Look below for the line containing "Query: basil leaf"; from there through the line containing "like [66, 68].", both lines included, please set down each line exactly and nothing else.

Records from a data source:
========
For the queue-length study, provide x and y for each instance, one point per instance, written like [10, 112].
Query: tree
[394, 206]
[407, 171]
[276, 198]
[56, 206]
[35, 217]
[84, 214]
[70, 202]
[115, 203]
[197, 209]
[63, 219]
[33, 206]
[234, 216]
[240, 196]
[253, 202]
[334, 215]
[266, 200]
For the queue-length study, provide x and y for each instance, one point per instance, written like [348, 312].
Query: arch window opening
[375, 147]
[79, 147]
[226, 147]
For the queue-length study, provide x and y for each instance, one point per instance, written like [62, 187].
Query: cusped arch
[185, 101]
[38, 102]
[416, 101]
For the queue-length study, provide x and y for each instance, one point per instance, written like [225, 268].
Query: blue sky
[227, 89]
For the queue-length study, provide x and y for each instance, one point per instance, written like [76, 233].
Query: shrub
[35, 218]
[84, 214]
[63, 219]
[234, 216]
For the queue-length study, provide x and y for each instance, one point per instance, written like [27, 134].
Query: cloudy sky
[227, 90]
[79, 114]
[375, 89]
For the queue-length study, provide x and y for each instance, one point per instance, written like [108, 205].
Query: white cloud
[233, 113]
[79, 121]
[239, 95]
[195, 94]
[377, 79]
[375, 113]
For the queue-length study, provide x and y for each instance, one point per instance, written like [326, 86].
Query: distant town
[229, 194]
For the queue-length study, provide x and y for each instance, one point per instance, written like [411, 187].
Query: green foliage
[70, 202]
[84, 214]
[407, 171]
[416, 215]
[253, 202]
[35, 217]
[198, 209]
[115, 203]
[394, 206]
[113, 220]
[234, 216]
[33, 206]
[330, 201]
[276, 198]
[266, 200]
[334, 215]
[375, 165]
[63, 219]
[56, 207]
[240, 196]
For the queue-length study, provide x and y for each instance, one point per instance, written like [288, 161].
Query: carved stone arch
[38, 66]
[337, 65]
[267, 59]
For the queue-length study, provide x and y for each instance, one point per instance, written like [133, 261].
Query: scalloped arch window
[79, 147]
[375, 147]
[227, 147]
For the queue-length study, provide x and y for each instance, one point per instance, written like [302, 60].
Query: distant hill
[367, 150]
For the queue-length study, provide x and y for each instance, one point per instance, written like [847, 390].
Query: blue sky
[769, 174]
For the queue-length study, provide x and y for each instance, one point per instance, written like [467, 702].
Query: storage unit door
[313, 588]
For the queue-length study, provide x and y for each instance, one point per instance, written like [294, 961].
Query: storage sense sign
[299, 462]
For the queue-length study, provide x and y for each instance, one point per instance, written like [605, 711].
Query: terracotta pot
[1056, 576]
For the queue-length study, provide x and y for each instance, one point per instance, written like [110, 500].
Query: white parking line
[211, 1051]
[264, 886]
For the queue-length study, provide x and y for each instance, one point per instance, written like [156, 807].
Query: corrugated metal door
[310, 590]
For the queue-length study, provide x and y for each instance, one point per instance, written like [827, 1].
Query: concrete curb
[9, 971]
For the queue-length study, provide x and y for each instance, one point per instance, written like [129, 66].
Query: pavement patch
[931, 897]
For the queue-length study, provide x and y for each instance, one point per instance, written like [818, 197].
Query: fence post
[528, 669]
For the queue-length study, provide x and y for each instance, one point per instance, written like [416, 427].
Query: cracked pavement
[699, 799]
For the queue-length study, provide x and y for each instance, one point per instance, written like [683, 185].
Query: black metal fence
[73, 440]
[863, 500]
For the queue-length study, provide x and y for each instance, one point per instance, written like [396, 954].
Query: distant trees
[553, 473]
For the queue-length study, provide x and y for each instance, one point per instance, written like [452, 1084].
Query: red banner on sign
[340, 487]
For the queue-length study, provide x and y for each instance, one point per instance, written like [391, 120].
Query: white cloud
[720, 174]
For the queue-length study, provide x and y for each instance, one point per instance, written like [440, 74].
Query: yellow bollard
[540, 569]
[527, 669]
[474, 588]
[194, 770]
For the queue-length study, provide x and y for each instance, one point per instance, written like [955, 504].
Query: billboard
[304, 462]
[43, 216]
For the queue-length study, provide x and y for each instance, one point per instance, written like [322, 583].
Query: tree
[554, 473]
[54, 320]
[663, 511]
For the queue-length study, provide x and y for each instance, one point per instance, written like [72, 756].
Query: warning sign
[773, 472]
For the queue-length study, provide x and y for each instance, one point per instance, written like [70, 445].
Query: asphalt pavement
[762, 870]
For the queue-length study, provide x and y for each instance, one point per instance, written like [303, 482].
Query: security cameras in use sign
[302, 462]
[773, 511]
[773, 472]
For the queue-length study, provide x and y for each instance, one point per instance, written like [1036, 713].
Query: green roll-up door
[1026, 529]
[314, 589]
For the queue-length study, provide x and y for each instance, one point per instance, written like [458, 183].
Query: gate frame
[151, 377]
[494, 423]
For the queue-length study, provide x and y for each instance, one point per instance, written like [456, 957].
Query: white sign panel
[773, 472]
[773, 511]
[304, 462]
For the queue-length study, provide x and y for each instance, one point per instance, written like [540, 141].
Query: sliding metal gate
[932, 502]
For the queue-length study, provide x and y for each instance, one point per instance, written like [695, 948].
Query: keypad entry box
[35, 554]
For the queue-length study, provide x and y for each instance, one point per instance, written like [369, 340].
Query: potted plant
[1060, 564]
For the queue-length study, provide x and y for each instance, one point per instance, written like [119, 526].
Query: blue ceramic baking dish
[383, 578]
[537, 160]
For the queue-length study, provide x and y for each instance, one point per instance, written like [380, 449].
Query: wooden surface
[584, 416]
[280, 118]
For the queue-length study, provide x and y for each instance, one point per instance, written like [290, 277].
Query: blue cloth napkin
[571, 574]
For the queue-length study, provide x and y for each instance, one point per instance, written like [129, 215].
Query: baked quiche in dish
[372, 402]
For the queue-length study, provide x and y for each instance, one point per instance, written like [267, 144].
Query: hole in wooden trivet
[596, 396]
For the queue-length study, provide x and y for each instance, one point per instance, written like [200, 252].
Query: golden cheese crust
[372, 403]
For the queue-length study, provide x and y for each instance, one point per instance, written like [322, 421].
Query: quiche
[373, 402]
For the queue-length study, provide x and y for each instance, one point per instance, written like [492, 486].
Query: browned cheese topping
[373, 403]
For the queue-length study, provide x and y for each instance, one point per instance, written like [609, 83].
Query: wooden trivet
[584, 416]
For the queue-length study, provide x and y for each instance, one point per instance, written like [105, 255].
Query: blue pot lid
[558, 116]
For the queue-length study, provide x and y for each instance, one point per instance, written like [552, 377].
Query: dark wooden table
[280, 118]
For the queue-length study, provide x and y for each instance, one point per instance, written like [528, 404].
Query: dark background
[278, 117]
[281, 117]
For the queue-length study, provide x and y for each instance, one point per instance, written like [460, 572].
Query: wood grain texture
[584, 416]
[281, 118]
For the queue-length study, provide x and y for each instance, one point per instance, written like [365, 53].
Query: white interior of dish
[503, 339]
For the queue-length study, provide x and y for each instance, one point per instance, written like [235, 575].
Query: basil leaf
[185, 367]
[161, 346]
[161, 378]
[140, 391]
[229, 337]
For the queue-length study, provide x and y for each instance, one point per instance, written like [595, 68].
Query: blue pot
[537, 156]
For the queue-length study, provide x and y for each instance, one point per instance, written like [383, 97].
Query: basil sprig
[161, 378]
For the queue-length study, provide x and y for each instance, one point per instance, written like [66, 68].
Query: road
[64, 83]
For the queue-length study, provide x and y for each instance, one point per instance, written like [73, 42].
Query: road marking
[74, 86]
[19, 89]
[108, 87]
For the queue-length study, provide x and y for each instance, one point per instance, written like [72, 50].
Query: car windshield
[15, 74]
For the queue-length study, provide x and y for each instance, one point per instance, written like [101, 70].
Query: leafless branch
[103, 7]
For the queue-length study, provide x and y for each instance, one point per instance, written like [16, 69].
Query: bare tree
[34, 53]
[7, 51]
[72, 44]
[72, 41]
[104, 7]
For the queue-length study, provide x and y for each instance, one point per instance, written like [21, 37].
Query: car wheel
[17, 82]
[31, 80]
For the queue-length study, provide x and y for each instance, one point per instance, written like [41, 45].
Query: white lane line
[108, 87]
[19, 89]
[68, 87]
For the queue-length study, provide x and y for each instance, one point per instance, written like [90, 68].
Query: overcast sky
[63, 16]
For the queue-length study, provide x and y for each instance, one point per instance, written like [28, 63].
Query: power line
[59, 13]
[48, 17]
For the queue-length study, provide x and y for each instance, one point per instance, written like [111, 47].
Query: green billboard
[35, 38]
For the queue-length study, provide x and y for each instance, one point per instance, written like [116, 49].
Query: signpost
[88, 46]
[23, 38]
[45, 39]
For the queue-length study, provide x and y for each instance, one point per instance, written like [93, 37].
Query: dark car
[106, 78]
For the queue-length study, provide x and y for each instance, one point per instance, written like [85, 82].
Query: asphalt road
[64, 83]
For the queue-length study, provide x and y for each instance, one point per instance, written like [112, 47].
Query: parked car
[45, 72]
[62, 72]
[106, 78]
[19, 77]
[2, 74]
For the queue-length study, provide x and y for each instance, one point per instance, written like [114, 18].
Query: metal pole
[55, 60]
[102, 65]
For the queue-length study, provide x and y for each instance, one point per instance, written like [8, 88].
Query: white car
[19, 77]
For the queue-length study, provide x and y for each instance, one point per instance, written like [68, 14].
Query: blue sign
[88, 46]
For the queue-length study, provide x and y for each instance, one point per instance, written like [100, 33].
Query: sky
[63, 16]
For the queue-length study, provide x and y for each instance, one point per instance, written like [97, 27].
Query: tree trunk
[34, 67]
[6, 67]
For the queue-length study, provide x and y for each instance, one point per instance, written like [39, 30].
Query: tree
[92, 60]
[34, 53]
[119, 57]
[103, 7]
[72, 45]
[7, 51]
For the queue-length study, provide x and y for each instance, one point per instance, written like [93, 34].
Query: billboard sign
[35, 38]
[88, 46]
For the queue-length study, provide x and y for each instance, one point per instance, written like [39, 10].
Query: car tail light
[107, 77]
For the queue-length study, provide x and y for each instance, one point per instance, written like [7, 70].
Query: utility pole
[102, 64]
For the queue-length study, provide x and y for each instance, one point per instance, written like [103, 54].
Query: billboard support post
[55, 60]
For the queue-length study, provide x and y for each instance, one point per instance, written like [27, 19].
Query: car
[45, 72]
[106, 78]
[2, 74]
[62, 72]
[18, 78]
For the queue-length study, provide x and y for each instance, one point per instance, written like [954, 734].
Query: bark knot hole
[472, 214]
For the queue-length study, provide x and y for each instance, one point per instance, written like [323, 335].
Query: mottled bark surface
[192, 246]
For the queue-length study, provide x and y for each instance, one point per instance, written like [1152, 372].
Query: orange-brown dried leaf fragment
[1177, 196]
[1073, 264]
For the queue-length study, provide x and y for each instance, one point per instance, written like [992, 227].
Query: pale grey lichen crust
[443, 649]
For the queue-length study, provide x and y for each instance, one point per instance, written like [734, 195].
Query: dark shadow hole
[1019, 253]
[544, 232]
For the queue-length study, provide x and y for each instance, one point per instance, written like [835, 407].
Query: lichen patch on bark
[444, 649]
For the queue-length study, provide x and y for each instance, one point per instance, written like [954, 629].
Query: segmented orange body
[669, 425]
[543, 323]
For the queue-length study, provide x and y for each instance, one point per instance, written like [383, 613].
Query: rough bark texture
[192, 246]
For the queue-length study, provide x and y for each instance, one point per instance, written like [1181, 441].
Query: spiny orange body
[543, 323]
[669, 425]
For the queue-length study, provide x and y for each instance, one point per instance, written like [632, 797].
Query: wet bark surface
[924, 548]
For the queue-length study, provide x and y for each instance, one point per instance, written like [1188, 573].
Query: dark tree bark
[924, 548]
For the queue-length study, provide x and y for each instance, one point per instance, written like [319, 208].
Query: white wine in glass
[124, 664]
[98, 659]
========
Exercise solution:
Query: basil leaf
[185, 367]
[161, 346]
[161, 378]
[140, 391]
[229, 337]
For the queue-length study, provide x and y for each instance, one point per instance, written like [595, 68].
Query: blue pot
[537, 156]
For the queue-length study, provide x and y for each instance, one point per instance, written like [383, 97].
Query: basil sprig
[161, 378]
For the queue-length study, provide x and y for each instance, one point per instance, written like [66, 68].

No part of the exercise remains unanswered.